[Source document]
NNAMDIJoseph Baptiste, by some estimates, 80 percent of the Haitian professional class currently live outside of Haiti, that includes physicians and dentists like yourself, the kind people whose expertise would seem to be desperately needed in a country with poor health infrastructure. You talk about the fact that you've been warning them about this for a long time. Are there any mechanisms for people like you to go down and not only to work, but to have more of an effect on policy? Because what I keep hearing from all three of you is a certain level of frustration about your ineffectiveness when it comes to policy.
BAPTISTEThat's correct. It's been our frustration, even during the earthquake where we have our doctors that would go there. And of course, we cannot blend in with the whole people because we are Haitian as a well. But we're gonna hear that on the news or anybody else as we, as Haitians, are helping -- went back to Haiti to help our people in the earthquake. So we come in this invisible force that always help Haiti, and now, that we want to be on the forefront and go back and help in a way -- the best way -- capability to go back and help the best way we can. We're still -- I mean, we're frustrated to the fact that they cannot use our expertise the way it should be.
NNAMDILeonie Hermantin, that, of course, has not stopped Haitians and Haitian-Americans from contributing. Before the earthquake, Haitian communities in the U.S., Canada and France sent back over a billion dollars a year, but that relationship has undergone a major change over the last nine and a half months. Give us a sense of how the diaspora is engaged with the recovery effort and how your activism has evolved over time -- over that time?

[Objective]
Carry on the transcript of the discussion about the Haitian diaspora and the earthquake recovery, starting right after its final question.

[Recorded information]
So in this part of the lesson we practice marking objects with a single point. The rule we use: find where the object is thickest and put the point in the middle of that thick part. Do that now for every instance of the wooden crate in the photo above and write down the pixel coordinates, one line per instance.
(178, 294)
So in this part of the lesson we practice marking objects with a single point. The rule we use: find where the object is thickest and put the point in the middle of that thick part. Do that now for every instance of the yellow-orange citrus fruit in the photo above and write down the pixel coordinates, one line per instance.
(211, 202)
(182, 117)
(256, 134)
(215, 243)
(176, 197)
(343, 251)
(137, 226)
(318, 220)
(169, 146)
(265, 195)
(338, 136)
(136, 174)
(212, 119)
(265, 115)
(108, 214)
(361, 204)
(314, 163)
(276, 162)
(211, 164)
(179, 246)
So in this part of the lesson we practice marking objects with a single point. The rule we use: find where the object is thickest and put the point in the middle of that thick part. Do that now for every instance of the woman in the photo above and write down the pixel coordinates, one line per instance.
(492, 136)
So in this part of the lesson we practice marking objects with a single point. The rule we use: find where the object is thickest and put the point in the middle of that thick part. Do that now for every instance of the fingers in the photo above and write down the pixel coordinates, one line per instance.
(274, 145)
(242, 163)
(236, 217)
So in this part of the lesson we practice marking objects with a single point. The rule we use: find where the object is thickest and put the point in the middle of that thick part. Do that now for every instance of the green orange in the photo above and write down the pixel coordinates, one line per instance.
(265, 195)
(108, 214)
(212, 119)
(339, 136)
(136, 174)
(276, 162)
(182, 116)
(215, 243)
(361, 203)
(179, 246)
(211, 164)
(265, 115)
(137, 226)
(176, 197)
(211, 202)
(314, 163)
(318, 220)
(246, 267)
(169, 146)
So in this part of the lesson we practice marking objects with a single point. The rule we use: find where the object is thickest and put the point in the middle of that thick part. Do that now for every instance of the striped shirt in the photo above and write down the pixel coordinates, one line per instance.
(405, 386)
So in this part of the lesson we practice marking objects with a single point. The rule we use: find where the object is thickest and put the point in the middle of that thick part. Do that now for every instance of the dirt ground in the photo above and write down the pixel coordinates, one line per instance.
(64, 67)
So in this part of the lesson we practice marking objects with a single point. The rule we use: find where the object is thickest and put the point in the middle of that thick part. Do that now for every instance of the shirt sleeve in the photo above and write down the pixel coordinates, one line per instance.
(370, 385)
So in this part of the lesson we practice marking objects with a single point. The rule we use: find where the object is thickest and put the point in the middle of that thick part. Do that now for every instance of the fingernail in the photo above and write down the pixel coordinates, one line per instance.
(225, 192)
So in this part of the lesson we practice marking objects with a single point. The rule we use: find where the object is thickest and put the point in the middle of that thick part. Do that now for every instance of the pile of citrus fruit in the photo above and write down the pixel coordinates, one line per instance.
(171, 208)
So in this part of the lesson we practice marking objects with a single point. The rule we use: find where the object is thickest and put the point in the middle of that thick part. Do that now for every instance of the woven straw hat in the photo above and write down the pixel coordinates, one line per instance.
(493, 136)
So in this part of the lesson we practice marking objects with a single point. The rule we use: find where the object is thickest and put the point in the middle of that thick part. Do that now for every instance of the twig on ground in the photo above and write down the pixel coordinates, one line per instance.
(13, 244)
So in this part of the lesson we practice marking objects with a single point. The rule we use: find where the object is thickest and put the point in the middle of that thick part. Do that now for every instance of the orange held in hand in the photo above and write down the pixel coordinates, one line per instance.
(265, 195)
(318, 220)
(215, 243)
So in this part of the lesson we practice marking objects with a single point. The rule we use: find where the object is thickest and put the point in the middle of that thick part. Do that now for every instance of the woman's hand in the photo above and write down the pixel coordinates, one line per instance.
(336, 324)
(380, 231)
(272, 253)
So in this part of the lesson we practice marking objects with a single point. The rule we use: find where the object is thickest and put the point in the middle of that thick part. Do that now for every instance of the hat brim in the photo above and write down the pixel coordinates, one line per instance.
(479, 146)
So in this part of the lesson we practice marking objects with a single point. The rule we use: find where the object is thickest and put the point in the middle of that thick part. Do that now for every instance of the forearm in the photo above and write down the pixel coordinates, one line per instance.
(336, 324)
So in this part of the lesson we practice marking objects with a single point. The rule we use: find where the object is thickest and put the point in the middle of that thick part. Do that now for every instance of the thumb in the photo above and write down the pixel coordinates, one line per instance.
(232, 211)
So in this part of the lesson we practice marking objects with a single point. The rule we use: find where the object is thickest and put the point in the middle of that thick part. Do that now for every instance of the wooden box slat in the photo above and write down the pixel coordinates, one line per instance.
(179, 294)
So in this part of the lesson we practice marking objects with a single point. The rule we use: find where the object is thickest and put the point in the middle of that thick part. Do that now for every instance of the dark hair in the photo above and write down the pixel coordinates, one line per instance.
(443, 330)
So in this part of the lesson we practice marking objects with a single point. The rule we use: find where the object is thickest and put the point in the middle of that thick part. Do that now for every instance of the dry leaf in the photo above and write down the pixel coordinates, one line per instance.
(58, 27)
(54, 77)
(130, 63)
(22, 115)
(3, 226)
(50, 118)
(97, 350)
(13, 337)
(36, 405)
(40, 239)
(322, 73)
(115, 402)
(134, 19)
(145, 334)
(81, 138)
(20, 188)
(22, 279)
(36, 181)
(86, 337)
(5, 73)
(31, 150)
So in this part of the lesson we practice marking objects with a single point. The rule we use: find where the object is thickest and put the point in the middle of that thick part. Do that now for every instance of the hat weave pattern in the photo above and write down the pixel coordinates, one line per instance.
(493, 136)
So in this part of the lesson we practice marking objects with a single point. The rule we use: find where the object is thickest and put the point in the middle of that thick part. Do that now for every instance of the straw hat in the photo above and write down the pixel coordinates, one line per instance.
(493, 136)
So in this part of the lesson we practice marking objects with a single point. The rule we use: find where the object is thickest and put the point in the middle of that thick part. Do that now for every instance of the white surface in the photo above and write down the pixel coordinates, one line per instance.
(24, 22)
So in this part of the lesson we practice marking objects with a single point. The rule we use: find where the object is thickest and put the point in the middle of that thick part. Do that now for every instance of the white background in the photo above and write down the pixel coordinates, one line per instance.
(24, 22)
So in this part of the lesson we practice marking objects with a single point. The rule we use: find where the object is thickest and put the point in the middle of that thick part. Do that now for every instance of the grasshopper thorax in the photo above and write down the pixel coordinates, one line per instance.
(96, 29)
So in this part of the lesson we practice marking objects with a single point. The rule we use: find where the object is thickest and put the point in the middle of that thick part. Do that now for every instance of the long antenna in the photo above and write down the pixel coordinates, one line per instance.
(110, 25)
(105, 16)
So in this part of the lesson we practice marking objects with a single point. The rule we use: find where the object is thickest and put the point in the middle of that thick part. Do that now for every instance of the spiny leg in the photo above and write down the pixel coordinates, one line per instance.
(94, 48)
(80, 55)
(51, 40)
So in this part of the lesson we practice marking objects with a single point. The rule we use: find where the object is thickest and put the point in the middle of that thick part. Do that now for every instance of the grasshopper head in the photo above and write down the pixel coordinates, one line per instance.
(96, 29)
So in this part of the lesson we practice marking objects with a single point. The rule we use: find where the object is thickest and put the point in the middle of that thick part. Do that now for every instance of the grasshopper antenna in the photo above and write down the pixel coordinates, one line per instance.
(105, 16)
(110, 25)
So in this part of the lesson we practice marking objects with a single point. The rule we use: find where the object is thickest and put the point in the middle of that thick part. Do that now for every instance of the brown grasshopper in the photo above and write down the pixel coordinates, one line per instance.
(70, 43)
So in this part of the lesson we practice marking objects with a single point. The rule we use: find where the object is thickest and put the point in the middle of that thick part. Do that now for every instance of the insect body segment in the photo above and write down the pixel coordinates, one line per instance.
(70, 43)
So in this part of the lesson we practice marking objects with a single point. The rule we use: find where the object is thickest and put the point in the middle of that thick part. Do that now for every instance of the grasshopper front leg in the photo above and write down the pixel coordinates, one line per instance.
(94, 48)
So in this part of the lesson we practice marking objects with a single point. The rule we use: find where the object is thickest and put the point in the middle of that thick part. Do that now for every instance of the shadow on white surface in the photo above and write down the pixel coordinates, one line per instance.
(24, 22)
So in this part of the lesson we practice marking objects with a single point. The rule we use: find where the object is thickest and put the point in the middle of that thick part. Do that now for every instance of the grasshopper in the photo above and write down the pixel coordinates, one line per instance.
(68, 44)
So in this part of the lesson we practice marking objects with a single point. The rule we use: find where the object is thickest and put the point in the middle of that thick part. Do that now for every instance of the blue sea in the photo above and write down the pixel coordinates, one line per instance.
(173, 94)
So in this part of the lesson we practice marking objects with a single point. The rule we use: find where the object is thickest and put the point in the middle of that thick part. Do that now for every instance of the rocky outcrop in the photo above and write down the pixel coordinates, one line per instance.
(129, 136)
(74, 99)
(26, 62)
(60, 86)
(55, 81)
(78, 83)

==

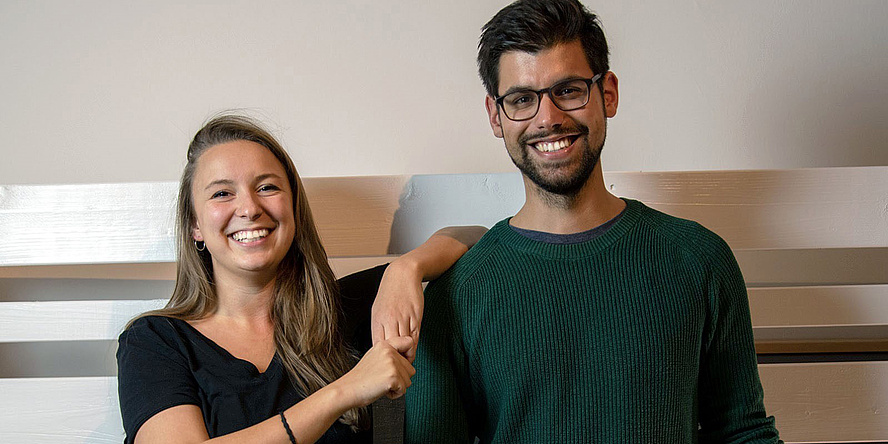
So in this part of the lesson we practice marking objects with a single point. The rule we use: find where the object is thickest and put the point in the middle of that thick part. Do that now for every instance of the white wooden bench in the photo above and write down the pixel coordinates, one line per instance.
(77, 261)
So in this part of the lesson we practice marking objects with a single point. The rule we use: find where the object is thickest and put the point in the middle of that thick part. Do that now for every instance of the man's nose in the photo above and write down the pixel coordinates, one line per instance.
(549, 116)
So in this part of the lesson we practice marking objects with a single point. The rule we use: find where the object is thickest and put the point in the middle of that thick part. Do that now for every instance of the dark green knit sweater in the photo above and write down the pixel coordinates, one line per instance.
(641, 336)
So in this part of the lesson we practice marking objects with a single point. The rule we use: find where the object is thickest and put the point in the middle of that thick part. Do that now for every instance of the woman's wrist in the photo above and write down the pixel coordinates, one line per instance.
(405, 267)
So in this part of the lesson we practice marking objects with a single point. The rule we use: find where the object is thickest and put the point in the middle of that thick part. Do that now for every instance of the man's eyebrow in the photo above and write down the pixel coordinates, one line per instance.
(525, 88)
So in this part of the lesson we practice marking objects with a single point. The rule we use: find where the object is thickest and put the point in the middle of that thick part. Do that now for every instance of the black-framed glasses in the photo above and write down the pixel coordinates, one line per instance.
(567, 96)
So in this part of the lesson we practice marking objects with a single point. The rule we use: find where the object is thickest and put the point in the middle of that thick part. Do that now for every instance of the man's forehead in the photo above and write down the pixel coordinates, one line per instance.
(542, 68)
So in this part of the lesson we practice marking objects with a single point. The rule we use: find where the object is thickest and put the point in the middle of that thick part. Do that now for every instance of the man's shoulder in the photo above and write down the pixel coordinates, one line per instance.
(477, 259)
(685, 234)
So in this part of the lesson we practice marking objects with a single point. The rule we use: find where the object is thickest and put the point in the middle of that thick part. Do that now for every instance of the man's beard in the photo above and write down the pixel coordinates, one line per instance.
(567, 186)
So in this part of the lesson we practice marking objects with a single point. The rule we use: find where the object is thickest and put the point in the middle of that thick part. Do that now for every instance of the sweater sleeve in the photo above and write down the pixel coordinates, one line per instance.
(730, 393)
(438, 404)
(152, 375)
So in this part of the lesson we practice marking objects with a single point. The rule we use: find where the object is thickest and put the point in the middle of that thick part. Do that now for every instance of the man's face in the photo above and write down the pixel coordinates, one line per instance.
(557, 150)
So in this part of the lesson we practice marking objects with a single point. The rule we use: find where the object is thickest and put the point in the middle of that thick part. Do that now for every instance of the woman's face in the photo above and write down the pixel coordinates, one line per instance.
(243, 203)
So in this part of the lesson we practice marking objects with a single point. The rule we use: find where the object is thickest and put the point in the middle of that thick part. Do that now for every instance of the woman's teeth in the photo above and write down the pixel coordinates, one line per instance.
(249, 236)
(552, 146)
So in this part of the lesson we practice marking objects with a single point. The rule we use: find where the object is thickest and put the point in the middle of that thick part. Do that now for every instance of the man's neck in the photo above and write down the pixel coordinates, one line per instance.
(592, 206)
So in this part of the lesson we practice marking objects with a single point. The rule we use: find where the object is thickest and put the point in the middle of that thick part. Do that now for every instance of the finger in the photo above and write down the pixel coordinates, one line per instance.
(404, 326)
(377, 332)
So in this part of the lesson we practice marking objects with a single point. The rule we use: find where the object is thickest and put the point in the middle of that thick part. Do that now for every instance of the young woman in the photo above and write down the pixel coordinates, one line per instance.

[Solved problem]
HERMANTINWell, you know, I have to say that, yeah, the Haitian diaspora has been involved -- not simply in the sending of over a billion dollars in - to support families. I mean, this -- that's what that billion dollars hasn't been really direct investment. It's been the remittances that were sent to families, so that's very significant. I think it's about over 30 percent of the Haitian budget. So our presence has been there.
HERMANTINThe Lambi Fund was created by Haitian-Americans who really wanted to do something -- to give something back to Haiti's rural communities. So the involvements have been bought in terms of remittances, in terms of organized efforts, hometown associations, so there have been different efforts, but, you know, the -- in the aftermath of the earthquake, what was very significant is that a lot of young people, a lot of young Haitian-Americans really became -- if not reengaged but even more committed to Haiti, more committed in a way that would -- and they sort of -- we're sort of asking for a greater presence or greater voice, whether it's through the Diaspora Federation who has a representative at -- within the international Haiti Reconstruction Commission, other nonvoting position, interestingly enough, but, you know, even through the international agencies, relief agencies.
HERMANTINAgain, we find that while there's been a great outpouring of support in terms of monetary donations to these agencies, there's very, very little effort as far as we have been able to observe to engage higher -- bring aboard Haitian-Americans with the cultural competency and the requisite skills to go back and work in Haiti, so it's been very frustrating. And when you go to Haiti and you look at the aid workers, the expats, they're very few -- they're few among us who work for them, who work -- who are able to contribute to the reconstruction effort in that capacity.
NNAMDIManolia, you come from a younger generation of Haitian-Americans, a group who are often born in the U.S. and may at times never really thought of yourself as Haitian, have you always thought of yourself as Haitian?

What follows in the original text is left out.